RECORDS TO PROCESS:

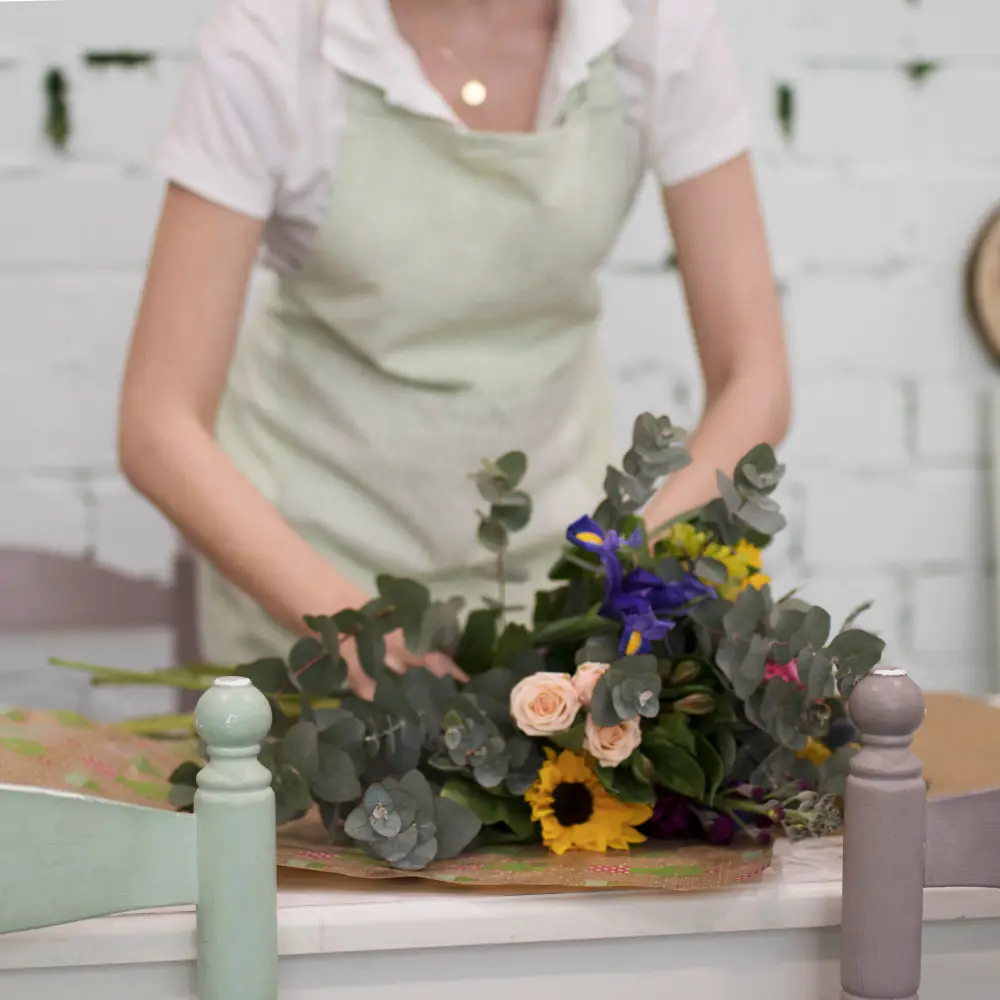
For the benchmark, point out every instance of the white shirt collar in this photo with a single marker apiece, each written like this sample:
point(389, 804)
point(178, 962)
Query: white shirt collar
point(360, 39)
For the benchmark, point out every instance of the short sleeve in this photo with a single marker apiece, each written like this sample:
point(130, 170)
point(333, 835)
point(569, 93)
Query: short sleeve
point(230, 132)
point(699, 119)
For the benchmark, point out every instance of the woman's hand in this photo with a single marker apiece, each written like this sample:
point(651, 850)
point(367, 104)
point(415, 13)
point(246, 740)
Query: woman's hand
point(398, 659)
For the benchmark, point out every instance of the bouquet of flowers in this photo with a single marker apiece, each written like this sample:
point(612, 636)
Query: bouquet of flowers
point(660, 690)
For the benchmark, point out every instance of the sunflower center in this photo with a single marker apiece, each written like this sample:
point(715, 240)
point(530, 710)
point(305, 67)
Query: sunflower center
point(573, 803)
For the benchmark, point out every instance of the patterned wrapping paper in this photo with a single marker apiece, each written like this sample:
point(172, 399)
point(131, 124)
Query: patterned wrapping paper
point(66, 752)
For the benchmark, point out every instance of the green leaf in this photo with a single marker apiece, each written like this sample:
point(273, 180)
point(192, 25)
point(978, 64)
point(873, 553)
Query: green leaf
point(597, 649)
point(514, 466)
point(573, 630)
point(475, 651)
point(729, 494)
point(410, 600)
point(513, 511)
point(676, 769)
point(185, 774)
point(457, 827)
point(762, 514)
point(269, 675)
point(856, 651)
point(313, 671)
point(493, 535)
point(746, 614)
point(677, 729)
point(711, 763)
point(515, 639)
point(751, 671)
point(328, 631)
point(712, 571)
point(572, 739)
point(371, 652)
point(300, 749)
point(491, 809)
point(336, 779)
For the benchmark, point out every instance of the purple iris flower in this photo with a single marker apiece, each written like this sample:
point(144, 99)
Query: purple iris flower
point(642, 628)
point(666, 596)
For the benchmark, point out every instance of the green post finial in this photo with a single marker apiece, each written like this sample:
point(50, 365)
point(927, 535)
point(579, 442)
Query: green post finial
point(237, 870)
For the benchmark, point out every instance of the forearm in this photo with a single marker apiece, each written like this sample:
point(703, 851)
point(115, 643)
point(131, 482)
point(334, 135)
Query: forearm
point(183, 472)
point(751, 409)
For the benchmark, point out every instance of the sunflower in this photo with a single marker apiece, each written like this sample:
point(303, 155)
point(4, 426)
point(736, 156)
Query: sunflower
point(577, 812)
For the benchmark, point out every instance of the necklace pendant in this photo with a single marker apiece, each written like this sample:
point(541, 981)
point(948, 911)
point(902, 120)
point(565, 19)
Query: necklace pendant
point(474, 93)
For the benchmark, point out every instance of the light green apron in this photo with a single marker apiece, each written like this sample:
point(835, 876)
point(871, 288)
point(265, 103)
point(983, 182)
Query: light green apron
point(447, 314)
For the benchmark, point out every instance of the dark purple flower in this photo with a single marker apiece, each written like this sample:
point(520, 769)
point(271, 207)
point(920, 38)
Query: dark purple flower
point(672, 818)
point(663, 596)
point(642, 628)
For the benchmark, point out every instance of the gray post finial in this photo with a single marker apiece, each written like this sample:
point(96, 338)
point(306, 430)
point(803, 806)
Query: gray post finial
point(884, 843)
point(237, 868)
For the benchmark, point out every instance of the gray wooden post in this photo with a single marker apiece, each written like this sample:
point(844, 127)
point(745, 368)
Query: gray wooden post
point(884, 843)
point(237, 872)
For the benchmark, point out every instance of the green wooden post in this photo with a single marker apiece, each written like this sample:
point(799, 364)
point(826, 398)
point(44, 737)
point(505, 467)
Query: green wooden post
point(237, 874)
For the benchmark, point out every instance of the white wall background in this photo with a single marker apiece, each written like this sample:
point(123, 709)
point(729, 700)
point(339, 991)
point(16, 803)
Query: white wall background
point(872, 200)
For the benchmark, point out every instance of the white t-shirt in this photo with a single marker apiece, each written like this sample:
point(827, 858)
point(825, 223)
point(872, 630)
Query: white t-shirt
point(260, 119)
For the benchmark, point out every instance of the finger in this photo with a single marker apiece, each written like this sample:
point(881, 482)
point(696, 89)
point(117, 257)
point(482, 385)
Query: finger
point(442, 665)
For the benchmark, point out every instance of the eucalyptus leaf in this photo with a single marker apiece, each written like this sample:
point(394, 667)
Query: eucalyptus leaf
point(336, 780)
point(493, 536)
point(269, 675)
point(457, 827)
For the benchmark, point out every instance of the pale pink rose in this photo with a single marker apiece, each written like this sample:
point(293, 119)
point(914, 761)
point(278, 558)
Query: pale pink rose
point(785, 671)
point(544, 703)
point(610, 745)
point(585, 680)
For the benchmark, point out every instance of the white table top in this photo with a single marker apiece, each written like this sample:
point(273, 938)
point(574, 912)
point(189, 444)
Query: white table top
point(801, 890)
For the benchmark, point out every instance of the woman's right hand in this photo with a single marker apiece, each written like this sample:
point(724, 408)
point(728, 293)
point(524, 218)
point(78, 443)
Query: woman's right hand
point(398, 659)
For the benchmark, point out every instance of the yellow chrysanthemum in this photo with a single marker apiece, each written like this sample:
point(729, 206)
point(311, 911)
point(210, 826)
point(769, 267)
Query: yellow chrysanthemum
point(743, 564)
point(577, 812)
point(816, 752)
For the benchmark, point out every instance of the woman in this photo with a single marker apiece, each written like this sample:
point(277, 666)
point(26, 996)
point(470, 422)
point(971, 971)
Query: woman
point(436, 183)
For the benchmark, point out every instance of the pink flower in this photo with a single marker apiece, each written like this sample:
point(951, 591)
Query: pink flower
point(783, 671)
point(544, 703)
point(610, 745)
point(585, 680)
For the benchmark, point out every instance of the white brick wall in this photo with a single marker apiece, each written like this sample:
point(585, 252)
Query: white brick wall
point(872, 202)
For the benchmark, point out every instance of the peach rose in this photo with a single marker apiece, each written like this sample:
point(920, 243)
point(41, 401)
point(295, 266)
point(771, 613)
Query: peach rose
point(610, 745)
point(585, 680)
point(544, 703)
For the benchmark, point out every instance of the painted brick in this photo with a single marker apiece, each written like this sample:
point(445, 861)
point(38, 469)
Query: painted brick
point(854, 30)
point(848, 422)
point(952, 613)
point(840, 596)
point(929, 517)
point(84, 216)
point(907, 322)
point(822, 217)
point(853, 116)
point(951, 423)
point(36, 514)
point(120, 115)
point(130, 535)
point(56, 419)
point(960, 29)
point(68, 318)
point(948, 125)
point(21, 112)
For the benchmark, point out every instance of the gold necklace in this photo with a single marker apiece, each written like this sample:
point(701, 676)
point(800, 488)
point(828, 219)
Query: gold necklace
point(473, 92)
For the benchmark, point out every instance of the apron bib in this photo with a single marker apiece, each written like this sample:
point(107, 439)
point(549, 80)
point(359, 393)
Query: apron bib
point(447, 314)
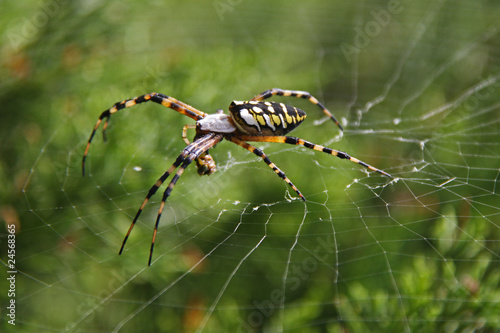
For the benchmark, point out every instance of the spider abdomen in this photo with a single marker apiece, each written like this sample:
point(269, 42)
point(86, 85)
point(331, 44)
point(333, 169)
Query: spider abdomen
point(265, 118)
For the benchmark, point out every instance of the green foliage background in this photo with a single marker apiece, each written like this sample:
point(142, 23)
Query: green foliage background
point(410, 256)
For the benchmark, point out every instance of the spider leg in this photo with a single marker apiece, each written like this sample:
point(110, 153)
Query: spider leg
point(310, 145)
point(299, 94)
point(266, 159)
point(195, 149)
point(151, 192)
point(164, 100)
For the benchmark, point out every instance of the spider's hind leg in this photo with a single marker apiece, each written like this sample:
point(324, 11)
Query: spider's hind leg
point(266, 159)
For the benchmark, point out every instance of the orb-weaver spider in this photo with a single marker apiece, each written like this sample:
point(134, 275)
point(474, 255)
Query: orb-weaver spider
point(252, 120)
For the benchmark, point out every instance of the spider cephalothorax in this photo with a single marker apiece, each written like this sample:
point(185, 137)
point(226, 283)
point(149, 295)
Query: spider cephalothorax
point(255, 120)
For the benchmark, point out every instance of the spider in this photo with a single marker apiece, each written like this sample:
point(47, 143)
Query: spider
point(254, 120)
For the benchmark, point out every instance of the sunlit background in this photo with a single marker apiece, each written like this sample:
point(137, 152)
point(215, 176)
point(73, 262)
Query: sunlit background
point(415, 85)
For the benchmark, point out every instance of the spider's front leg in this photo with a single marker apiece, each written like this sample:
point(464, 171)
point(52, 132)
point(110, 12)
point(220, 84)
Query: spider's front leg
point(205, 162)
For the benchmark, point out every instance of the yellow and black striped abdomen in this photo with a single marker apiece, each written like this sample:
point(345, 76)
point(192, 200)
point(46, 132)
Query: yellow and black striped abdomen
point(265, 118)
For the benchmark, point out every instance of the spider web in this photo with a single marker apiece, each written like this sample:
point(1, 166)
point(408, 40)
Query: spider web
point(415, 86)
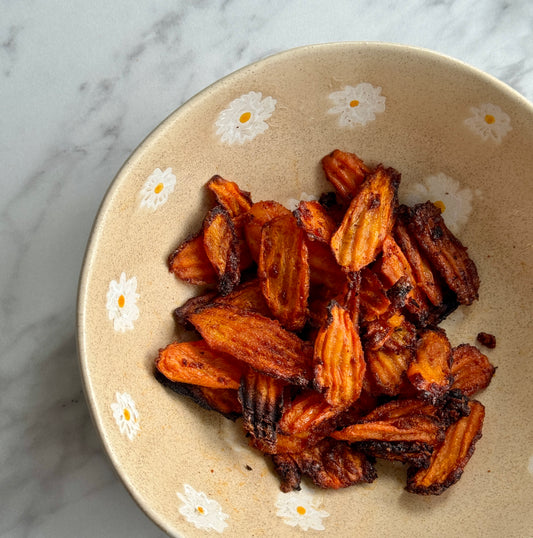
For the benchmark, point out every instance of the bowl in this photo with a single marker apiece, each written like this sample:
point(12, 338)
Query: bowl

STATED GOAL: Restate word for word only the lines from the one with "For the benchmark, point out every instance of the spider in" through the last line of the material, both included. Any picture should be left out.

OUTPUT:
For the benchmark, point out every instance of the spider in this photo with a single marker apiece, each written like this sample:
point(47, 143)
Query: spider
point(254, 120)
For the benchmark, point out every instance of the sunlit background in this photo with a single marker apiece, each written like this sample:
point(137, 152)
point(215, 176)
point(73, 262)
Query: sunlit background
point(415, 85)
For the benchmark, point out every instance of the spider's front leg in this photo with a single marker apiece, each written like this sample:
point(464, 171)
point(52, 132)
point(110, 12)
point(220, 84)
Query: spider's front leg
point(205, 162)
For the benchmark, point out every instance of the yellow and black striped abdomen in this photo with a single marker apiece, each written like this sample:
point(345, 76)
point(192, 200)
point(46, 132)
Query: yellow and black striped abdomen
point(265, 118)
For the benchmark, point out every instance of the spider web in this photo with a single marker apiece, each written like this sample:
point(1, 166)
point(408, 40)
Query: spider web
point(415, 86)
For the benchmark, point out every instance of the bowl in this photo with a single marker apiece, each written like this sample:
point(12, 338)
Query: bowl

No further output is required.